══ The input ══
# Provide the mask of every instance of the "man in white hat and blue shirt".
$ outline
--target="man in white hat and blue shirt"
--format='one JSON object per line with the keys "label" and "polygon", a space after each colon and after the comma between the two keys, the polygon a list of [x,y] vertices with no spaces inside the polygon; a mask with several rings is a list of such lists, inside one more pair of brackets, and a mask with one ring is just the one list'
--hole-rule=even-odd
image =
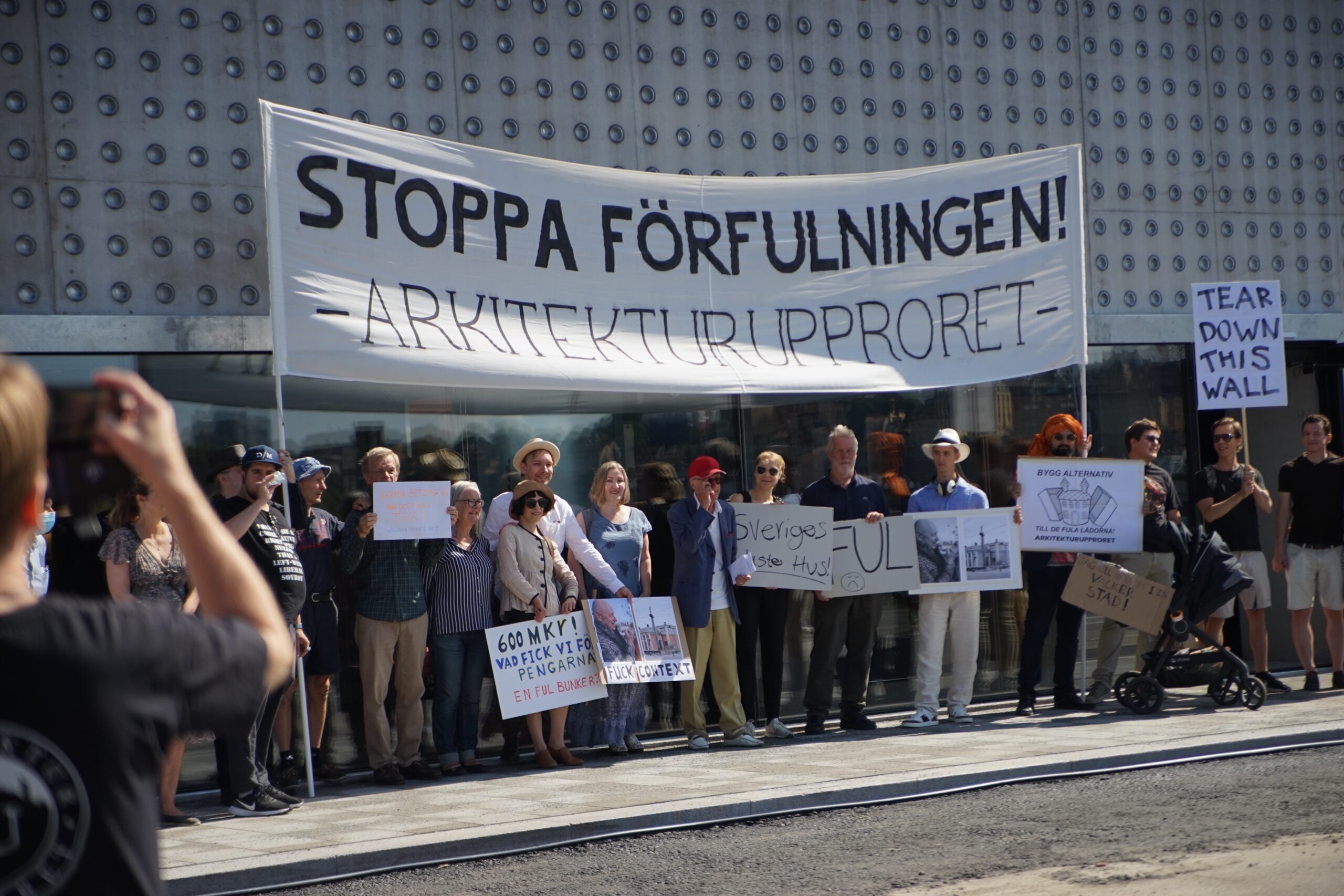
{"label": "man in white hat and blue shirt", "polygon": [[[933,460],[934,479],[910,495],[906,513],[937,510],[986,510],[989,498],[961,475],[961,461],[970,456],[970,445],[961,441],[956,429],[939,429],[923,445]],[[926,522],[926,521],[921,521]],[[930,526],[915,523],[915,541],[937,539]],[[925,557],[921,557],[925,562]],[[956,578],[949,578],[956,581]],[[919,648],[915,686],[915,712],[902,725],[931,728],[938,724],[938,685],[942,678],[942,643],[952,634],[952,686],[948,687],[948,720],[970,722],[966,706],[976,682],[976,657],[980,651],[980,592],[957,591],[943,595],[919,595]]]}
═══
▶ Exercise goal:
Can you give every line of the records above as a numbered list, skipping blank lines and leaving the pictures out?

▶ Full response:
1. # Provide the mask of every instance of the "man in white hat and blue shirt".
2. $ outline
3. --target="man in white hat and blue shirt"
4. --format='one JSON object per line with the keys "label" and "polygon", a space after each colon and after the comma between the two keys, the polygon a list of [x,y] vertices with no spaces inside the polygon; a mask with several rings is a list of such lists, inside one more pair of brackets, and a mask with one ring is just the one list'
5. --hole-rule=even-odd
6. image =
7. {"label": "man in white hat and blue shirt", "polygon": [[[933,460],[934,479],[910,495],[906,513],[937,510],[986,510],[989,498],[961,475],[961,461],[970,456],[970,445],[961,441],[956,429],[939,429],[923,445]],[[926,522],[926,521],[921,521]],[[930,526],[915,523],[915,541],[937,539]],[[925,557],[921,557],[925,562]],[[956,578],[949,578],[956,581]],[[919,648],[915,686],[915,712],[902,725],[931,728],[938,724],[938,685],[942,678],[942,643],[952,634],[952,686],[948,687],[948,720],[970,722],[966,706],[976,682],[976,657],[980,651],[980,592],[957,591],[943,595],[919,595]]]}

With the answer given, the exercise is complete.